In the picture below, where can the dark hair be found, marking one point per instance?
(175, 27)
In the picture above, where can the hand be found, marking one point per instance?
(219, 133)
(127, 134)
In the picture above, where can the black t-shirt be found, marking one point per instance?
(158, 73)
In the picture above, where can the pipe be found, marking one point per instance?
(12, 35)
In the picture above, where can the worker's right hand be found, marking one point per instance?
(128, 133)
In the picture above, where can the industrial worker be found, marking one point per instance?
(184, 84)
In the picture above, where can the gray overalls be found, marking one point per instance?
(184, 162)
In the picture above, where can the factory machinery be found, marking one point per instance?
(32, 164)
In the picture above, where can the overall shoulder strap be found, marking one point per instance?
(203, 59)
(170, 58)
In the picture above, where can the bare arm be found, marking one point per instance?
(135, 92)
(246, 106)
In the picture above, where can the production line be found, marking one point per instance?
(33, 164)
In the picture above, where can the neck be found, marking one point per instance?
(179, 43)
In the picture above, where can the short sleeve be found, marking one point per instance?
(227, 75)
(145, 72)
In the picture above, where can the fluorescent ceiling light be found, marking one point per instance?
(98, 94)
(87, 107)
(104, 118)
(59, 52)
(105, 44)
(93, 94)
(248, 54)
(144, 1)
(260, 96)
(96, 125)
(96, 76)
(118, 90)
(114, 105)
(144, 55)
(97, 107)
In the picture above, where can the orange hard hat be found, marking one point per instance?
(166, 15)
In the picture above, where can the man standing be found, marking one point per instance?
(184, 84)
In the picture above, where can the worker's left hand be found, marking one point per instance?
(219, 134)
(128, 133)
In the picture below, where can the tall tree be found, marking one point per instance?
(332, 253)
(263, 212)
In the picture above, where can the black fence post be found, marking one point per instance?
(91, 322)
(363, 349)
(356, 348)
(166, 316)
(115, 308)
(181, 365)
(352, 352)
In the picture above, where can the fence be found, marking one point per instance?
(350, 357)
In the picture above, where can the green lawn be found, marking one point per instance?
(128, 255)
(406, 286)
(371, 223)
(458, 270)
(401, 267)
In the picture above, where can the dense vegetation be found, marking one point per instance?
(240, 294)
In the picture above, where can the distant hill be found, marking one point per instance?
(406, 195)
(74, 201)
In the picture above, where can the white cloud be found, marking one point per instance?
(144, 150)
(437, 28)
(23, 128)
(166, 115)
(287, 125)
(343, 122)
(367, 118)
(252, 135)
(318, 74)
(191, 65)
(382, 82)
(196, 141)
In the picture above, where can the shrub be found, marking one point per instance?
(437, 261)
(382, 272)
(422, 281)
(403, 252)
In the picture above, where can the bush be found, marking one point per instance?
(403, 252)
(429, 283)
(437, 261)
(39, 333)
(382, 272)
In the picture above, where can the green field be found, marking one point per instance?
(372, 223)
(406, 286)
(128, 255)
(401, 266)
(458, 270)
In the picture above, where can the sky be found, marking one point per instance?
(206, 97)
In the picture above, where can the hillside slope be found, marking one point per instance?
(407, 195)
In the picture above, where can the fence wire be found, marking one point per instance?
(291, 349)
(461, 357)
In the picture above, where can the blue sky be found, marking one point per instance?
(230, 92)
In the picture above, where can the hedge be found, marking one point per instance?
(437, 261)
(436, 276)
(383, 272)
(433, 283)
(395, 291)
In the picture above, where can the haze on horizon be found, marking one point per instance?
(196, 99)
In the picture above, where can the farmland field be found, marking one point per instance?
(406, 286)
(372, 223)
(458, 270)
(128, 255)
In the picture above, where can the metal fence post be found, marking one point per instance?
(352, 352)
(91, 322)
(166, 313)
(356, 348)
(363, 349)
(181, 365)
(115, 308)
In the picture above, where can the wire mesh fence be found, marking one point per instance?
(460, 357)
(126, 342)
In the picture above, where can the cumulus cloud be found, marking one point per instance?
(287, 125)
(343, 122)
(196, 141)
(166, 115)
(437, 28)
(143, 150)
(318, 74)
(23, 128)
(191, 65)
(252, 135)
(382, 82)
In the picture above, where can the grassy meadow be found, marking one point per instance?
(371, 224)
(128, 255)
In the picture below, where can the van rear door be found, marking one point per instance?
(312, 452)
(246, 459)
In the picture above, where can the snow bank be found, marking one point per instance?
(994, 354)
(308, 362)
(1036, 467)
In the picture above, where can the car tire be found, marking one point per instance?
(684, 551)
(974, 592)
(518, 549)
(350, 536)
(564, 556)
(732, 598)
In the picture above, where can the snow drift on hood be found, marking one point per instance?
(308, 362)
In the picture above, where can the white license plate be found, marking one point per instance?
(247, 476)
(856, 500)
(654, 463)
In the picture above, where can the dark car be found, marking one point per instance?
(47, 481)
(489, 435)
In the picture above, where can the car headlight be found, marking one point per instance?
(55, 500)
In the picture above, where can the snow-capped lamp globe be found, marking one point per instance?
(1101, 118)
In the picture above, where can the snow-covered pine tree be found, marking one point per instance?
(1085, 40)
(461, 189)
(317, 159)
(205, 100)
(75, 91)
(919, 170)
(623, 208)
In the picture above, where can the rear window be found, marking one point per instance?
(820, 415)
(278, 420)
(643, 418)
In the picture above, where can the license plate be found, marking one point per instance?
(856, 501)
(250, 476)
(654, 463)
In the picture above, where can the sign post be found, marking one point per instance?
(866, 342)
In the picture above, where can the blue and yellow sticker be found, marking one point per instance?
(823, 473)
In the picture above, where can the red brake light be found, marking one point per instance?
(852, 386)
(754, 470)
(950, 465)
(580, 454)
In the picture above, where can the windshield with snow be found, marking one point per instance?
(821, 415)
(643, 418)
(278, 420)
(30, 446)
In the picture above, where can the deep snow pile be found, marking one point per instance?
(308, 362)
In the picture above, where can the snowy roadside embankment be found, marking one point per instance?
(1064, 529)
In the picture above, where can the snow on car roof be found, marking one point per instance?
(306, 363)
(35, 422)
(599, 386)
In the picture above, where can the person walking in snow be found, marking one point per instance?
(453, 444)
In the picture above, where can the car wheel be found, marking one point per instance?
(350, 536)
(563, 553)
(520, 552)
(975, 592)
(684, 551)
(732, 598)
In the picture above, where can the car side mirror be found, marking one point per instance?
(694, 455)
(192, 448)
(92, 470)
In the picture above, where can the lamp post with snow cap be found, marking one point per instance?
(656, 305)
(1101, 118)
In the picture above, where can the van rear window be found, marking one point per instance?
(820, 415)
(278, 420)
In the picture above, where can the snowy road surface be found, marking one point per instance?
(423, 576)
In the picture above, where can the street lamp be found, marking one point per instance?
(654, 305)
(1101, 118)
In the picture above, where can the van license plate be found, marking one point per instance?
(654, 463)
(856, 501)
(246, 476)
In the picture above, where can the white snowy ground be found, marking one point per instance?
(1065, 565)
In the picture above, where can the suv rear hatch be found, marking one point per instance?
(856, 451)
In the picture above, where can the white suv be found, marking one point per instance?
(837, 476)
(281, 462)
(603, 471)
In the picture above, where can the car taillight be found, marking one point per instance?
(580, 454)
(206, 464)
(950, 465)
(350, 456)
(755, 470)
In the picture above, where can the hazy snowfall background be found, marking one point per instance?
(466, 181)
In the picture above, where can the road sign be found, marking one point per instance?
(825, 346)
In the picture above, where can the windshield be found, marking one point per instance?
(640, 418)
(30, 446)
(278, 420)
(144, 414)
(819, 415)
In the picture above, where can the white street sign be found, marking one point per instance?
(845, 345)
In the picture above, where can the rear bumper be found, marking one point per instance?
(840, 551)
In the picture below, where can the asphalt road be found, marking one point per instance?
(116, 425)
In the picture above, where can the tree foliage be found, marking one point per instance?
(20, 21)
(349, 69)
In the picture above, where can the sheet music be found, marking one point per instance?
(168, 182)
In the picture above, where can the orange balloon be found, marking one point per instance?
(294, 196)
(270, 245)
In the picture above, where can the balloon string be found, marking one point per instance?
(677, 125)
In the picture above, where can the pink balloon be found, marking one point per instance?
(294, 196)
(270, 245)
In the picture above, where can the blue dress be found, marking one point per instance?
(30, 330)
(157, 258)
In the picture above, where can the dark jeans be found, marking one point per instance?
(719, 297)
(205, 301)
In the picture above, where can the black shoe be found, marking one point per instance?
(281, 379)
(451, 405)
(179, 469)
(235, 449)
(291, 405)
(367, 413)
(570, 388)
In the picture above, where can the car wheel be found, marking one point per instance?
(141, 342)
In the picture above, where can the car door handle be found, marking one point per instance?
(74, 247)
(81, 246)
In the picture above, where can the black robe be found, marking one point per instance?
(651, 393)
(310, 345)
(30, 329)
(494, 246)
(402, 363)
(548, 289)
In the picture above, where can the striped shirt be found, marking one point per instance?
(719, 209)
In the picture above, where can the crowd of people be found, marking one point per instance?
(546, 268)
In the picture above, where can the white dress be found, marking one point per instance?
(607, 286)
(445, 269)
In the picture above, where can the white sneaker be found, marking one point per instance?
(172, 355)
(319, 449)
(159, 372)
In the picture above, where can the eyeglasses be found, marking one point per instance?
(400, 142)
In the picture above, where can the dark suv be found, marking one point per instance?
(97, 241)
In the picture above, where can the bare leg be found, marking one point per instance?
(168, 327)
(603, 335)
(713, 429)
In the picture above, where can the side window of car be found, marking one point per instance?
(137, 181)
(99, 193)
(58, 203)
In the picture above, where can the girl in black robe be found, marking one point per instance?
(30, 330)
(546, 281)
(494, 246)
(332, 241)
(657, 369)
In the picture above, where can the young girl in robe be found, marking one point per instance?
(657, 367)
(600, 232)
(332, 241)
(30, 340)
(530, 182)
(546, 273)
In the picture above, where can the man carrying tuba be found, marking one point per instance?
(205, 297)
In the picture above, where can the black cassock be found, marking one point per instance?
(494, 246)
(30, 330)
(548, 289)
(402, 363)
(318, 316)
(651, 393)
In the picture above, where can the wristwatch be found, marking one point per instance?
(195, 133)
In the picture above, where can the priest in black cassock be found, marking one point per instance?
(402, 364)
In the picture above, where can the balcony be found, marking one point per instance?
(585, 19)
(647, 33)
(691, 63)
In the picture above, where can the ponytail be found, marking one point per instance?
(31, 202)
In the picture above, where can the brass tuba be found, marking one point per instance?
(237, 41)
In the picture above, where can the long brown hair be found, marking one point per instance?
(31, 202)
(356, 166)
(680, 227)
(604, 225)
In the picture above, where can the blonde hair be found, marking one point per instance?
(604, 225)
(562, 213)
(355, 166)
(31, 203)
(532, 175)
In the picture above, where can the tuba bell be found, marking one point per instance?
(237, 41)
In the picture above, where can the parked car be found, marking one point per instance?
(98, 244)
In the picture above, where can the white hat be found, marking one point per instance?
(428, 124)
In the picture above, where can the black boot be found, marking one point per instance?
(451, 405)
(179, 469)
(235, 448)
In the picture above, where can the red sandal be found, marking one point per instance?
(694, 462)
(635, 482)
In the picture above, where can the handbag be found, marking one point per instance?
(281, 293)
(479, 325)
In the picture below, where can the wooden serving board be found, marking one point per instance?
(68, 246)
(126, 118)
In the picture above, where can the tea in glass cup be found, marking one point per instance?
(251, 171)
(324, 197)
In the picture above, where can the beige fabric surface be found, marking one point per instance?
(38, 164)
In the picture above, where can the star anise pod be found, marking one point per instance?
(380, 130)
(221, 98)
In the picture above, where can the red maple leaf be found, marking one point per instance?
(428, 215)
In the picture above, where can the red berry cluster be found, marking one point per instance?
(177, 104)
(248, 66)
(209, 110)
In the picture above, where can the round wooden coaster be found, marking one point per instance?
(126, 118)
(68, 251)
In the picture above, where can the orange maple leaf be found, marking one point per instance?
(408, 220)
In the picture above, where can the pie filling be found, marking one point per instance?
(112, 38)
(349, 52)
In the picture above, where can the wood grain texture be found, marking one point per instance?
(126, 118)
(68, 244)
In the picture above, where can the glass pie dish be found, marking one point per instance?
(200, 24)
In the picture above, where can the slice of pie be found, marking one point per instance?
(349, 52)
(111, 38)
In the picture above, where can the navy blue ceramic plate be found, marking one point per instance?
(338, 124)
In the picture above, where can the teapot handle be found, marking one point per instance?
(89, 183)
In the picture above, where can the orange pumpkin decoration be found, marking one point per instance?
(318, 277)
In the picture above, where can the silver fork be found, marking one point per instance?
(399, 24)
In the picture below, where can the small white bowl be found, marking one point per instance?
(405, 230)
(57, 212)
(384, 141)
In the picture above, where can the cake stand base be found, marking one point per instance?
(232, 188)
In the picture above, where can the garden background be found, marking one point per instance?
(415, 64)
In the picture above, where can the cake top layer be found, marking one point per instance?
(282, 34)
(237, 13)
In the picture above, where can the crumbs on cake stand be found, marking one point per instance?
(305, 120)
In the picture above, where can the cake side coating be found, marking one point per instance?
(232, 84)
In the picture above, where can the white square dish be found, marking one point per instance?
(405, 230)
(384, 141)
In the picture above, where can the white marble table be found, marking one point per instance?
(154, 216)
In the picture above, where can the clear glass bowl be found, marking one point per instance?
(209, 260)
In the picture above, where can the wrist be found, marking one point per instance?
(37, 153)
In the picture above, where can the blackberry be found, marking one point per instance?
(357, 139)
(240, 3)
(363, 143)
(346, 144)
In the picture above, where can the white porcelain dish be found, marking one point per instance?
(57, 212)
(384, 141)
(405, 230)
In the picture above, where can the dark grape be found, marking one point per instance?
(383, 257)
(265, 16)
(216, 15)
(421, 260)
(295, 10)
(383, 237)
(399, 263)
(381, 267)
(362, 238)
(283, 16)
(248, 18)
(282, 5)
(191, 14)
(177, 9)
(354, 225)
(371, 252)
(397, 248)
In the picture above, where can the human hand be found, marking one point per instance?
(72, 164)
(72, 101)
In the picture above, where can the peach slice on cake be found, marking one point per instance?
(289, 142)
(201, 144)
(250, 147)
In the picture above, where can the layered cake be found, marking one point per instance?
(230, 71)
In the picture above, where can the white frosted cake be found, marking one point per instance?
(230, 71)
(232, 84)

■ Work to do:
Reproduce, without any alteration, the records beginning with the line containing "In the picture above, where can the windshield with" and continuing through the line containing "(1065, 565)", including both of those lines.

■ Written answer:
In the picture above, where can the windshield with snow be found, marking one point per instance?
(821, 415)
(643, 418)
(278, 420)
(30, 446)
In the picture above, where can the deep snow pile be found, marking one point per instance?
(308, 362)
In the picture above, where can the snowy roadside embankment be found, marking one point per instance?
(1064, 529)
In the picture above, where can the snow on car roof be found, marking one point per instance?
(306, 363)
(35, 422)
(599, 386)
In the picture above, where can the person walking in snow be found, marking one point per instance?
(453, 444)
In the picture above, where can the car wheel be found, marking one point per instance?
(350, 536)
(563, 553)
(520, 552)
(975, 592)
(684, 551)
(732, 598)
In the picture above, where can the car side mirror be found, marking one point per instance?
(694, 455)
(192, 448)
(92, 470)
In the picture above, where can the lamp post with snow cap be found, marking one point per instance?
(656, 305)
(1101, 118)
In the picture above, where can the van rear window be found, marking one point per instance?
(820, 415)
(278, 420)
In the picture above, where can the snowy road surface be found, marking one point per instance?
(423, 576)
In the picture above, where can the street lamp be found, marking one point per instance?
(654, 305)
(1101, 118)
In the picture above, where can the van license plate be found, marking one point per instance?
(654, 463)
(856, 501)
(246, 476)
In the picture above, where can the white snowy ground be found, marking one point per instance?
(1065, 565)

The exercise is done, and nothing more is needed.